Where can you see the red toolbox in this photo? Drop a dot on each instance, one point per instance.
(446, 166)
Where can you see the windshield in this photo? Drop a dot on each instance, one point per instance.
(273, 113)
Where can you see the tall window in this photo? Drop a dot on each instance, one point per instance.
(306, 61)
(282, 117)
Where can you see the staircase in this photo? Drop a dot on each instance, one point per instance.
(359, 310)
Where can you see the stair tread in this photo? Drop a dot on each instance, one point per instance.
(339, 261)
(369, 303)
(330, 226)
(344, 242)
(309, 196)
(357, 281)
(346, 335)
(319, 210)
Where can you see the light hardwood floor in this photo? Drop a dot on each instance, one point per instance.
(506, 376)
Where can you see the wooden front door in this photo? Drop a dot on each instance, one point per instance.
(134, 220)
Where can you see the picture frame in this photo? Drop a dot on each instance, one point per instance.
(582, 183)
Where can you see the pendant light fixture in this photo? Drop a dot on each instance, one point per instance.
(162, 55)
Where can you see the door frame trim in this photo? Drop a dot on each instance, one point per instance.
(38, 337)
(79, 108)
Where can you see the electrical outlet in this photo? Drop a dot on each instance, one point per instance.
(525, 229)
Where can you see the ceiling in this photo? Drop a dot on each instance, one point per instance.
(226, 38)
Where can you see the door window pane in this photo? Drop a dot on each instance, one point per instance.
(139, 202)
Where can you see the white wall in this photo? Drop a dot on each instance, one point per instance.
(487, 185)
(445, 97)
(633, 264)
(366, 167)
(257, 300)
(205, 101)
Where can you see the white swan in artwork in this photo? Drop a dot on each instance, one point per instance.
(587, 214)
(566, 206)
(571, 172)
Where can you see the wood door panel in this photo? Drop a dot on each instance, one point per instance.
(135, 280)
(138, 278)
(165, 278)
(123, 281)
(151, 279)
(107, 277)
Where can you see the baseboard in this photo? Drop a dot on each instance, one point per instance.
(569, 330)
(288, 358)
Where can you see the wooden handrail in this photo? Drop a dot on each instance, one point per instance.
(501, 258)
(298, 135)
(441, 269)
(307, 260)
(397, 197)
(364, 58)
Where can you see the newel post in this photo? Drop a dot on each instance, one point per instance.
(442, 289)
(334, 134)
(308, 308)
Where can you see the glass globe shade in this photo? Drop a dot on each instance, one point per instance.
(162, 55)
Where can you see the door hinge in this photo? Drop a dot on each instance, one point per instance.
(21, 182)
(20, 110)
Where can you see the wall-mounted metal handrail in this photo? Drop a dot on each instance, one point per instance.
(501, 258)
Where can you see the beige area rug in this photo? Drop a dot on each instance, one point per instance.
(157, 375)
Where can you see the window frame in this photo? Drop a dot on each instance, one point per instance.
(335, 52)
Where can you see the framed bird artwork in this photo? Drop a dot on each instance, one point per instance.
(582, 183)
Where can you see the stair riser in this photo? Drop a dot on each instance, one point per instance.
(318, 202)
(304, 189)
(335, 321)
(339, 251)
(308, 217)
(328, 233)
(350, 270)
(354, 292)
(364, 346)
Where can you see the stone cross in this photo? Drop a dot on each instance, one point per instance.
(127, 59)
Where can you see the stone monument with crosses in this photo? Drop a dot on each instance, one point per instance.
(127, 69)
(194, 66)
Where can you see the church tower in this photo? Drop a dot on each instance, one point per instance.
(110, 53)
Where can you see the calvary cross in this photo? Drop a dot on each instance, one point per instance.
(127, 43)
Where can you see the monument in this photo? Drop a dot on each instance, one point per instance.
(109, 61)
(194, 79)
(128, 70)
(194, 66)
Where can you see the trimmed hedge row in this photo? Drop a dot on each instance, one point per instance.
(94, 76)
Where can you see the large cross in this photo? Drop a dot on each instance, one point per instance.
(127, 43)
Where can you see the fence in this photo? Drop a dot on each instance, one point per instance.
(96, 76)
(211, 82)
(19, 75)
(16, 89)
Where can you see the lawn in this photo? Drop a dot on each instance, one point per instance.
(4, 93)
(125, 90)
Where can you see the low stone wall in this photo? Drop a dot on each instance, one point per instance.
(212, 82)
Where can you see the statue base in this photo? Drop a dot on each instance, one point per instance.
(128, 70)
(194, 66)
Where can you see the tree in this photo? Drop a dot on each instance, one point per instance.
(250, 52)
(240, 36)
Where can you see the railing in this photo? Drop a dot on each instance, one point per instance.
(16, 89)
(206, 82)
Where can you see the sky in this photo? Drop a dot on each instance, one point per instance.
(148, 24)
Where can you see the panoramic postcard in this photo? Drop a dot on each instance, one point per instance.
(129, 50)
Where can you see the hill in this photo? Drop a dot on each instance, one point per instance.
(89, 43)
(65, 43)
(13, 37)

• [To do]
Output an exact copy of the lines beginning at the one that holds "Where can you see the lawn" and running through the final line of the records.

• [Right answer]
Where can you see the lawn in this photo? Drop a dot on each instance, one point per instance.
(4, 93)
(125, 90)
Where can you see the low stone wall in this photo? Drop a dot on each instance, one point per instance.
(212, 82)
Where can you see the statue base in this photo? Drop a dot on each instance, one point per instance.
(128, 70)
(194, 66)
Where can you see the tree in this photo? Drop a dot on each instance, one point per instance.
(250, 52)
(240, 36)
Where can you see the railing in this photo? Drop a dot on each instance, one point per instance.
(16, 89)
(206, 82)
Where can you see the sky in this photo? Drop a dot on each instance, one point per instance.
(148, 24)
Where can you see the panoramic postcard in this photo? Drop a dot on each instance, one point per instance.
(129, 50)
Where can you see the hill in this photo? Drop a dot on each instance, one point per instance.
(89, 43)
(65, 43)
(13, 37)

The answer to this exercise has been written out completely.